Repeat all of the data exactly. Leave nothing out.

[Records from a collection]
----------------
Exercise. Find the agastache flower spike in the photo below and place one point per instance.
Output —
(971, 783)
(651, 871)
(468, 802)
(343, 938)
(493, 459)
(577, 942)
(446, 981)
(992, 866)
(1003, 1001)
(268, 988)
----------------
- _Task solution_
Exercise. Find the agastache flower spike in the photo below and place one point per instance.
Output —
(971, 783)
(651, 871)
(468, 802)
(343, 938)
(493, 459)
(577, 942)
(446, 981)
(992, 866)
(1003, 1001)
(268, 988)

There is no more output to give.